*** Block opens ***
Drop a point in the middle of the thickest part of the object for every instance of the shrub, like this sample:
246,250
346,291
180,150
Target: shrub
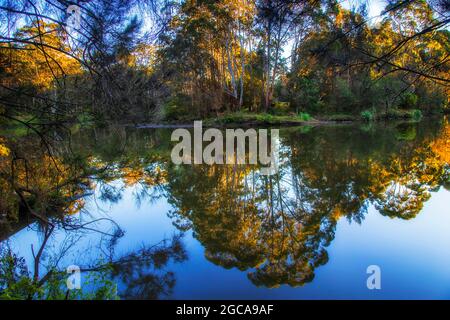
367,115
279,108
408,101
416,114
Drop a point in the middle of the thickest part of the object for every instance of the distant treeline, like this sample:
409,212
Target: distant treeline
156,59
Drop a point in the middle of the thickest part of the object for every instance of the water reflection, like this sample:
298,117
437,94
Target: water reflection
275,228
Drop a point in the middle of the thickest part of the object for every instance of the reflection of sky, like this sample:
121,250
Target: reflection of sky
414,255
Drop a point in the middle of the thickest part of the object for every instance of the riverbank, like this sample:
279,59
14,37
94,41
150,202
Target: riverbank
246,119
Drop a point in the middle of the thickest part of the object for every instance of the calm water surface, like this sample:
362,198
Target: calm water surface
346,197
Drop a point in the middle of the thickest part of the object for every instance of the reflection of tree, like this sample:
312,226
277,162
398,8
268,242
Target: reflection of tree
46,190
278,227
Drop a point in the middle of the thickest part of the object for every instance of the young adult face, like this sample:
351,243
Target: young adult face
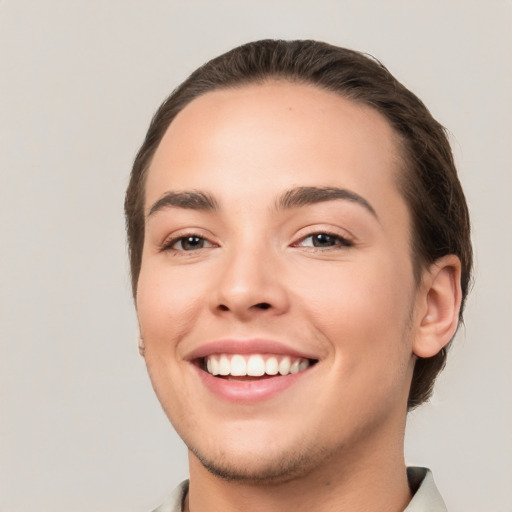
275,228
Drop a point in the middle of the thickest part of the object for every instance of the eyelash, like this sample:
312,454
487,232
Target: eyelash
339,242
168,244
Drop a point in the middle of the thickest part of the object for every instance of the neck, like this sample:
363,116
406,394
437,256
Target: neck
371,478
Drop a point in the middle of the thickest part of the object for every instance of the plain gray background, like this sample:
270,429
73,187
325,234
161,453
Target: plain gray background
80,429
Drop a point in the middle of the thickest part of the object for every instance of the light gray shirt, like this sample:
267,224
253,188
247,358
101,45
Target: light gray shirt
426,497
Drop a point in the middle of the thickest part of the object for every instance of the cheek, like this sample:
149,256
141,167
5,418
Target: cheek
364,308
167,303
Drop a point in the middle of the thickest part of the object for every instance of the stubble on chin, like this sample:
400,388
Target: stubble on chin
280,469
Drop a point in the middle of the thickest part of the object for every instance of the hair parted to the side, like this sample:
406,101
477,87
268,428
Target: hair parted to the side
428,179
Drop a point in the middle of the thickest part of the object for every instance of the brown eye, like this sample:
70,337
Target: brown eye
190,243
324,241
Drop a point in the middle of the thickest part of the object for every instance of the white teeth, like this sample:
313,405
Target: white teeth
284,366
254,365
294,368
215,366
224,365
272,366
238,366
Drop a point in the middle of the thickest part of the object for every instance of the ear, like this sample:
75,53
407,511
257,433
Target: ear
438,306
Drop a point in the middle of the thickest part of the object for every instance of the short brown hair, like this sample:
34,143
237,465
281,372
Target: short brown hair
428,182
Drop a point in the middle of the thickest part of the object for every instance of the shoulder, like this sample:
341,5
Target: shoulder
426,497
174,501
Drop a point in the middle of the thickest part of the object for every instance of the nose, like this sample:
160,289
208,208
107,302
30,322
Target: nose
249,285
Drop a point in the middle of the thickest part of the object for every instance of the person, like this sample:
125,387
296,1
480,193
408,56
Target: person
300,256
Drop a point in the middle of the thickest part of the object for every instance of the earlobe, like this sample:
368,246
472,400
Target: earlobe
441,299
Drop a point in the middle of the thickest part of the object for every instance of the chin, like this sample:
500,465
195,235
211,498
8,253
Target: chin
258,469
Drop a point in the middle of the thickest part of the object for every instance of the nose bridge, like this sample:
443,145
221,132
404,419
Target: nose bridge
248,282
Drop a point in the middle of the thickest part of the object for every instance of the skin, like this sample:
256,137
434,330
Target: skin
354,305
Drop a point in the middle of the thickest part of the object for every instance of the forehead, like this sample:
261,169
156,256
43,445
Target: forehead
279,132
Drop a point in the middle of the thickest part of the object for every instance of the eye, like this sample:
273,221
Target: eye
323,241
188,243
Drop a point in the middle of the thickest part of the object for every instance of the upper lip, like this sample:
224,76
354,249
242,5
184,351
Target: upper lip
247,346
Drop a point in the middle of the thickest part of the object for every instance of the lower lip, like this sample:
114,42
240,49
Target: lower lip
250,390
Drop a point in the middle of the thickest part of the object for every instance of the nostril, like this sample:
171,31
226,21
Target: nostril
262,305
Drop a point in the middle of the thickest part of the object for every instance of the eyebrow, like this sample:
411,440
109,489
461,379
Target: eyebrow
293,198
191,200
303,196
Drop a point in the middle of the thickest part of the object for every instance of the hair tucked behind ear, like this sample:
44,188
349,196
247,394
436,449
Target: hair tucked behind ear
428,178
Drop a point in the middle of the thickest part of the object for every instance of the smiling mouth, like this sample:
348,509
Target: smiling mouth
253,366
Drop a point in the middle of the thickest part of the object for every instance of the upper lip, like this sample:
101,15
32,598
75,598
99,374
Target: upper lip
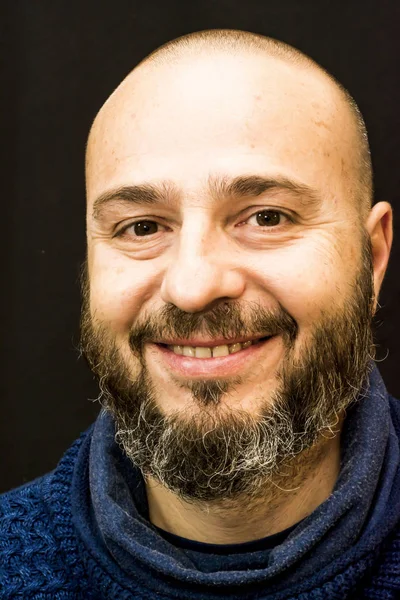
201,342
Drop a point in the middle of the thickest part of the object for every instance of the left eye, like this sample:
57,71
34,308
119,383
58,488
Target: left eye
266,218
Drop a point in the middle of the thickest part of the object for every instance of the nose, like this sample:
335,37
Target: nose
201,272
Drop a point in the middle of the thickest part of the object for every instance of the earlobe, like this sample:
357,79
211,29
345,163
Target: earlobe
379,226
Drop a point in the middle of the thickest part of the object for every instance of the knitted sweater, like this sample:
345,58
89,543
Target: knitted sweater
49,551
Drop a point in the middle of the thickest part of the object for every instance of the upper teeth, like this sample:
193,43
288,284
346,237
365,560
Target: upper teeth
204,352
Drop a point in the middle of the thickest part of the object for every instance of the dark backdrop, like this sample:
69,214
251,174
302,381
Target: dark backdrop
59,62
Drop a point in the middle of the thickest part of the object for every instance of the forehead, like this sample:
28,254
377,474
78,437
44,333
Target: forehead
185,120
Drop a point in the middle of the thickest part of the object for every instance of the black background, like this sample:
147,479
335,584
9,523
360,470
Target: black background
59,62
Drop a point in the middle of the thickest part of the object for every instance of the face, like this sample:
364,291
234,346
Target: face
229,285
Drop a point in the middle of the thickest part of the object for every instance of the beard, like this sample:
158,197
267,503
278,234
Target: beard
220,454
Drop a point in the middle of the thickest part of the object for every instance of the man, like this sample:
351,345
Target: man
248,447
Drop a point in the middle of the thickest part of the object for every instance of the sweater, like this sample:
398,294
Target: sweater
82,532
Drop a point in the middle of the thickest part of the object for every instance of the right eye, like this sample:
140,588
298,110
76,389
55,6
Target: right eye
139,229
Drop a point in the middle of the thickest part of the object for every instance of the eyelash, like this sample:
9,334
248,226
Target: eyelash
124,229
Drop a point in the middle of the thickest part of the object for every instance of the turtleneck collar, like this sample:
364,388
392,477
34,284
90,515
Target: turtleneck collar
352,521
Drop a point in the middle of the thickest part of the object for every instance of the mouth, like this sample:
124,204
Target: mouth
213,351
219,360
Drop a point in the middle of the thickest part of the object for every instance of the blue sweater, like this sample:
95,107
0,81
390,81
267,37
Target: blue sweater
82,532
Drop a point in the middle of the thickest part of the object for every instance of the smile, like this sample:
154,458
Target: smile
203,352
222,360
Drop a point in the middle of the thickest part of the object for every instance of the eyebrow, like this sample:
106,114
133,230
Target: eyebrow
219,187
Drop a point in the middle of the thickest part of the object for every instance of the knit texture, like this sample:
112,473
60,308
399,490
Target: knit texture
44,556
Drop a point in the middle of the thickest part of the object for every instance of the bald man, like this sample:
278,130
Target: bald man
248,447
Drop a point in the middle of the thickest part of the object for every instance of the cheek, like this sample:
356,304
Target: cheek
310,279
119,290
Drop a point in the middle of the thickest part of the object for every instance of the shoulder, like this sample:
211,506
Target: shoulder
32,557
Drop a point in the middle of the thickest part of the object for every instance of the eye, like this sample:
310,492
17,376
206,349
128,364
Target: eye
139,229
267,218
142,228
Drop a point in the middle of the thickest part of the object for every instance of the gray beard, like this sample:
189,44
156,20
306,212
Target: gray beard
220,455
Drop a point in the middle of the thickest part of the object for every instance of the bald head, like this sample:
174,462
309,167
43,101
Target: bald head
270,57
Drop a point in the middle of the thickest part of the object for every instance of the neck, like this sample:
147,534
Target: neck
300,487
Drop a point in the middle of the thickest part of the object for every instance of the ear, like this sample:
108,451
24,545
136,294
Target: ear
379,225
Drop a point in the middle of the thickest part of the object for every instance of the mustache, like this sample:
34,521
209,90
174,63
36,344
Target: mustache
228,320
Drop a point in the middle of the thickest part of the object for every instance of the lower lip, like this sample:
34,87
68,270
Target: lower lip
222,366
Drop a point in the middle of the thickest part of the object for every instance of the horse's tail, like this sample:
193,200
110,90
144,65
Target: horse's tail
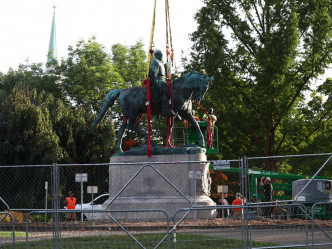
108,103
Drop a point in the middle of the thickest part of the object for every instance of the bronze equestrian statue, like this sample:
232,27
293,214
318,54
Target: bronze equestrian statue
191,86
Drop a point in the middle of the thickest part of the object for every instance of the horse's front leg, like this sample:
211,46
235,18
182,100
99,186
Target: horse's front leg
195,126
141,132
169,127
120,136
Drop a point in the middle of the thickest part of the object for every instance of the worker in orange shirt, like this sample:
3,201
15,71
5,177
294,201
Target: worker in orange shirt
70,203
239,199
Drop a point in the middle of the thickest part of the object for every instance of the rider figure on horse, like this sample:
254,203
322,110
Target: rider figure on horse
159,85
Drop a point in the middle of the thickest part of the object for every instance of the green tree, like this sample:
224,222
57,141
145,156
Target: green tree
88,74
35,78
263,56
130,62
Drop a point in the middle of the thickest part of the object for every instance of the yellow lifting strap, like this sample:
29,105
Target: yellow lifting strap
169,54
151,39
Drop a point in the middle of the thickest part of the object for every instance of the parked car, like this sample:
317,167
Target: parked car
94,204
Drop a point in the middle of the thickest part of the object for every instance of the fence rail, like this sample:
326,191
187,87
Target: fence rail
32,213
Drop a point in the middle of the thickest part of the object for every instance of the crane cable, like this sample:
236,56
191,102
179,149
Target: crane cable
151,39
147,82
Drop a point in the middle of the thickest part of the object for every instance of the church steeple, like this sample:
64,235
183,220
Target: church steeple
52,49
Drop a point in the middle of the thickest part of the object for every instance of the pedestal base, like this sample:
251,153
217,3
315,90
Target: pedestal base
151,187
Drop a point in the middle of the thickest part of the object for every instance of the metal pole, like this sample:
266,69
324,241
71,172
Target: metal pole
195,198
313,177
46,194
81,200
92,204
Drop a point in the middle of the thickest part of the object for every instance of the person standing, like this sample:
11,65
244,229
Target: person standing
159,84
268,188
222,200
237,202
210,119
70,204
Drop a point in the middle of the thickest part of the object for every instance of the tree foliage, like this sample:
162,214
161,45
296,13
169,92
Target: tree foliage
88,73
263,56
47,118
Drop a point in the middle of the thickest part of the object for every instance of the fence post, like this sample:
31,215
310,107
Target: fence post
246,242
56,205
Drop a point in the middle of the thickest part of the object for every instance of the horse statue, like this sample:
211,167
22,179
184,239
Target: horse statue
191,86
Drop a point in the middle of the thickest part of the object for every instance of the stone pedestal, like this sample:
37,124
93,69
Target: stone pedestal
165,187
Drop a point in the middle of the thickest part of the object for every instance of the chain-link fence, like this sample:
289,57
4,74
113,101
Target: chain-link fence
32,200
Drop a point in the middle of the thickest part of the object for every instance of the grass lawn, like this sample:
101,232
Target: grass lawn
192,241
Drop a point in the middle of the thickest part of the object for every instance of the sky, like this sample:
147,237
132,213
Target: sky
26,26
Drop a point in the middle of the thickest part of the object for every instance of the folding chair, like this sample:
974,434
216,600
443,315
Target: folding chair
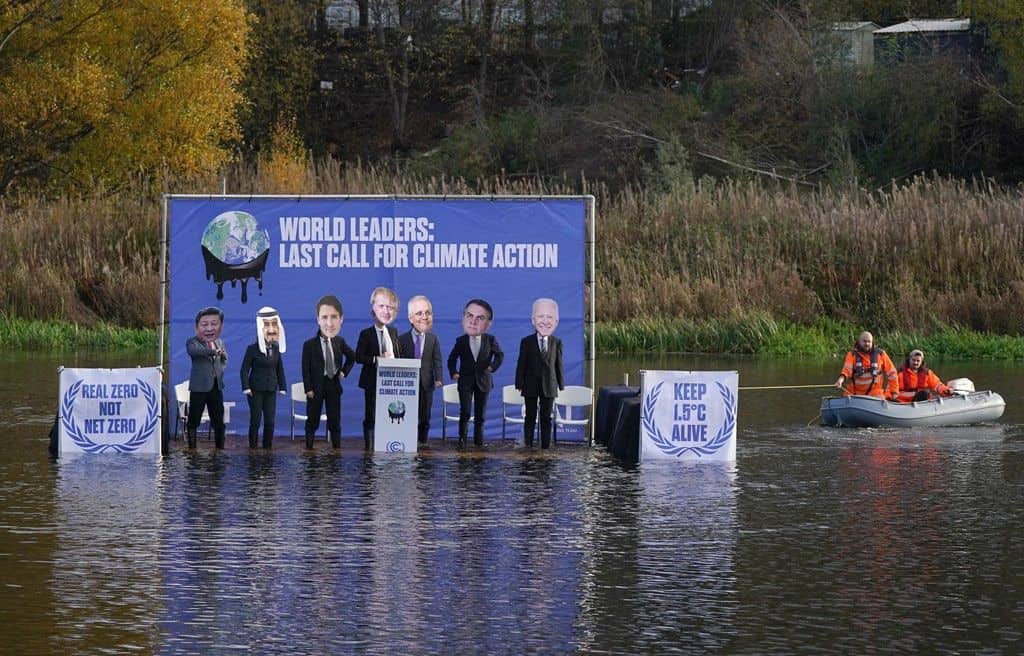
573,396
181,422
299,396
450,395
513,408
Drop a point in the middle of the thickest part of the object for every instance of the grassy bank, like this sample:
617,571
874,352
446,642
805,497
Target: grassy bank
55,335
767,337
750,259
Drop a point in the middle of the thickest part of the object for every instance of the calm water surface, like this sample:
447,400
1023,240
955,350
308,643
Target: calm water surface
815,540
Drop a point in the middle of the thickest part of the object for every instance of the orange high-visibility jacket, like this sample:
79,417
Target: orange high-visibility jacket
883,382
911,382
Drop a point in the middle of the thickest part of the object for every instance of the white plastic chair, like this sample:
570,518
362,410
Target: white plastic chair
513,407
181,423
450,395
573,396
299,396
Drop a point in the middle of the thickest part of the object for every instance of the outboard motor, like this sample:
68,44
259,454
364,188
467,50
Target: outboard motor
961,386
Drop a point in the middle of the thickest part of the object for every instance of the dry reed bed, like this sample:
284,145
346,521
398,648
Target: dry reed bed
925,254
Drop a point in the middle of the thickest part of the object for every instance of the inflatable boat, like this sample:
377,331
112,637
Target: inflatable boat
960,409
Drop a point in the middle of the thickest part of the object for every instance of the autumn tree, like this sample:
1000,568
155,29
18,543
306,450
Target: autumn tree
92,91
280,83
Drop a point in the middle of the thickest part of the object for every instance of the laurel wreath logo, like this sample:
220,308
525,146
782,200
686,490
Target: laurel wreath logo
86,444
670,448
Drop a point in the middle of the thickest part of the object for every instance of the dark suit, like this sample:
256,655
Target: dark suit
327,391
431,375
263,376
367,349
539,377
206,388
475,381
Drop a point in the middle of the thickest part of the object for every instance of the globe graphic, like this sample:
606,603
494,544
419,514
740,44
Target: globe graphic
235,237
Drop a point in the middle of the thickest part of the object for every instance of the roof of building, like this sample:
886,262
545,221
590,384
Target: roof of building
854,26
928,25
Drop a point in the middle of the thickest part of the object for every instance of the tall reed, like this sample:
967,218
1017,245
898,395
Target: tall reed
914,258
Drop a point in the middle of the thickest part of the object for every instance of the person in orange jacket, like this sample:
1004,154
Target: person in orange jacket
916,382
869,370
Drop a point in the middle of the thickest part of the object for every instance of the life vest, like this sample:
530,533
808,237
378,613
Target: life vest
911,383
876,377
860,373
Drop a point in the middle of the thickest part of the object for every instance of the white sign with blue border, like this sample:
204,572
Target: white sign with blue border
110,410
688,416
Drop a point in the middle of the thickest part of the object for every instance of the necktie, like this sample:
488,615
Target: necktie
328,359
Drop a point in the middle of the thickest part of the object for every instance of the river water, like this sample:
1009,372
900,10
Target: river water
815,540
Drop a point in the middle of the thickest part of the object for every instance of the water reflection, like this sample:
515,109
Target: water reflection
105,576
817,539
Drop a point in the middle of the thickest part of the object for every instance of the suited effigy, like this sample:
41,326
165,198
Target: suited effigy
262,375
474,358
539,370
326,359
422,344
206,379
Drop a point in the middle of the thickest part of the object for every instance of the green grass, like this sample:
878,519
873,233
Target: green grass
760,335
55,335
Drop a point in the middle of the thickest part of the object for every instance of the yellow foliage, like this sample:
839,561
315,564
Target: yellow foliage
95,91
286,169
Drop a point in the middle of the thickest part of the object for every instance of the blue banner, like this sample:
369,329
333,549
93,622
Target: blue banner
241,254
*** Block closes ***
* **WHAT THE TASK ASKS**
Give back, unaltered, each line of the listing from the first to the line that contains "of sky, like", leaving every picture out.

* **SOLVED PROBLEM**
Drop a point in the middle of the thickest part of the object for every instance of the shrub, like this sample:
246,250
346,291
180,150
Target: shrub
367,115
279,108
408,101
416,114
Drop a point in the middle of the thickest part of the object for every instance of the distant treeline, like this sample:
409,212
Target: distant treeline
156,59
Drop a point in the middle of the thickest part of the object for every instance of the water reflection, like this sample:
298,117
437,94
Target: water reflection
275,228
Drop a point in the middle of the thickest part of the object for every instance of the reflection of sky, like this sample:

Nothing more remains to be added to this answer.